-- Begin Dataset extract --

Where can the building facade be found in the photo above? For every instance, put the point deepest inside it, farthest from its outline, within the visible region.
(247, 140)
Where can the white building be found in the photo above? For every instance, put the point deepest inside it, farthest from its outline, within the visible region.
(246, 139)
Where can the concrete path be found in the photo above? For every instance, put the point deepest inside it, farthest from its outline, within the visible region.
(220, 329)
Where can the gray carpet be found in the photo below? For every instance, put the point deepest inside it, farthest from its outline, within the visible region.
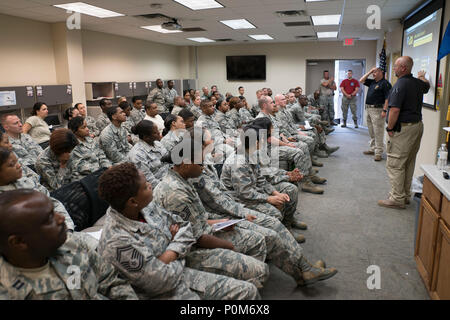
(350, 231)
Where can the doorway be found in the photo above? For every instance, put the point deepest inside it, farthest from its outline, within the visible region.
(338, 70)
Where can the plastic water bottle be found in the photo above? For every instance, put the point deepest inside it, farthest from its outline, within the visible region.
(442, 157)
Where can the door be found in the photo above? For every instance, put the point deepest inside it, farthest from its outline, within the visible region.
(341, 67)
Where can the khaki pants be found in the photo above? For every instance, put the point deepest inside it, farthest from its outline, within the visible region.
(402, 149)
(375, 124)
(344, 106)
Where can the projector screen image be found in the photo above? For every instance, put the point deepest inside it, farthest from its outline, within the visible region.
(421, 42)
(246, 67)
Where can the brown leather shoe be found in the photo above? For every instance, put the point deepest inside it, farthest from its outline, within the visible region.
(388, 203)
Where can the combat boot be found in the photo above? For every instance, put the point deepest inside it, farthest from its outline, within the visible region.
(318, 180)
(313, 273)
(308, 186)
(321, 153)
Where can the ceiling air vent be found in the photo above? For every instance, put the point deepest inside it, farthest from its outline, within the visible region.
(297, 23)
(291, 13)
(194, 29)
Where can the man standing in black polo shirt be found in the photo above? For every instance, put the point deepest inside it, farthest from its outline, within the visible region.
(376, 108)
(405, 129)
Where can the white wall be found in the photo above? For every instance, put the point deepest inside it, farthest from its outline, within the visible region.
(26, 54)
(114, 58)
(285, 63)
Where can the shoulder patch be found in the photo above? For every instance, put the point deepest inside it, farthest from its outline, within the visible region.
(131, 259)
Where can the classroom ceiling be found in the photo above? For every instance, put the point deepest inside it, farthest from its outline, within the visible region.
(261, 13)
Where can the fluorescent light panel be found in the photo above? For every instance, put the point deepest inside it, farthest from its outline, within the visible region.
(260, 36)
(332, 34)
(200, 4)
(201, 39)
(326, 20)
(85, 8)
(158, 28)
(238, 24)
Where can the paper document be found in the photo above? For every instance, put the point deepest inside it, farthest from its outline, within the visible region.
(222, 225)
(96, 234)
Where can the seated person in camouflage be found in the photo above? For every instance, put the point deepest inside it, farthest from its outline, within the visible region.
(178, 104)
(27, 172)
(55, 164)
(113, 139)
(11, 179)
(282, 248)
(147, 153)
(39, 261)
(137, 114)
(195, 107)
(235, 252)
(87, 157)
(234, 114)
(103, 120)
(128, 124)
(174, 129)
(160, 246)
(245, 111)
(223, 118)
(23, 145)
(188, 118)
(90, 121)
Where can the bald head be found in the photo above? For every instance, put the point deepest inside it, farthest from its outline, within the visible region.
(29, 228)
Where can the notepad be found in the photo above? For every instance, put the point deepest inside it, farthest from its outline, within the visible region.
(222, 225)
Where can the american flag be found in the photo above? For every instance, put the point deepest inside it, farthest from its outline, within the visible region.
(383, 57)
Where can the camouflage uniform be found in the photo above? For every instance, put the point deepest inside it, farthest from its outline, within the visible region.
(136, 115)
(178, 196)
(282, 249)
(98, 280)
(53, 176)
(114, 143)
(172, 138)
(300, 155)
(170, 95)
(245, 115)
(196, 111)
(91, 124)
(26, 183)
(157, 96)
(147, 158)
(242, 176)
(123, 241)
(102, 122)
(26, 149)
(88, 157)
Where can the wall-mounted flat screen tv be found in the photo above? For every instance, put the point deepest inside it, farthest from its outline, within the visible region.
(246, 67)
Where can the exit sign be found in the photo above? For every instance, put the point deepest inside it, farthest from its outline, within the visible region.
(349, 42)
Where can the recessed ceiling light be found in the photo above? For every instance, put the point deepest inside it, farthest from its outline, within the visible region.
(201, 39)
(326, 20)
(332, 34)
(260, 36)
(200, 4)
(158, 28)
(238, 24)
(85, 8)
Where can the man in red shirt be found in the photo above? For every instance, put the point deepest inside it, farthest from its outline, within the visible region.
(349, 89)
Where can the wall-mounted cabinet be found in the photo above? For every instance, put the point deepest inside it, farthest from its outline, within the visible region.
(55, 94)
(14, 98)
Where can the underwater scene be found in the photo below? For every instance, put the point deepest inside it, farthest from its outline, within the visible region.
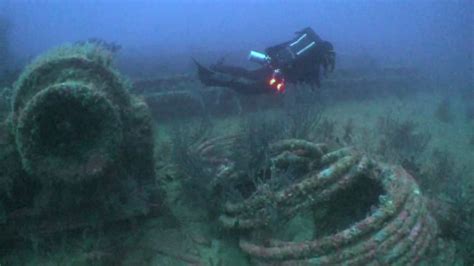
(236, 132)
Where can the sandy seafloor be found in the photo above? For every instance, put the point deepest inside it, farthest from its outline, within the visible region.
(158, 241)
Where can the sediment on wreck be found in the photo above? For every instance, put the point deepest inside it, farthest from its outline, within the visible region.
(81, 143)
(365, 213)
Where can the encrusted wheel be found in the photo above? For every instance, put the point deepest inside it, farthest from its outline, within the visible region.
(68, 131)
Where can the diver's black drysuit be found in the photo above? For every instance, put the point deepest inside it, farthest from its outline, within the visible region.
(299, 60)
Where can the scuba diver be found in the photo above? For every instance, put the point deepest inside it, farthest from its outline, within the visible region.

-- End Dataset extract --

_The problem_
Begin with the line that contains "Where can the sandy" and set down each line exactly until the records above end, including the final line.

_Solution for this exercise_
Where can the sandy seafloor be found in the photo above? For every instance, put the point deepest inside it, farthest from its outline, within the visible region.
(158, 241)
Where can the sediment on wreck be found in the photo above? For every instance, put the point deepest inside it, farthest from its outline, within the visible region.
(81, 143)
(365, 213)
Where can the encrusted wheel be found in the photo above? For every instance, put the point deepest inside it, farthest from its outline, within the visible region.
(68, 131)
Where can the diver's black drysuit be found in the photo above? For every instance, put the point deepest inside it, farthest from its outline, within the visible region.
(299, 60)
Where can the scuba diver be found in the photo above? For every instance, put the point deepest inside it, farthest from its outline, within the visible region.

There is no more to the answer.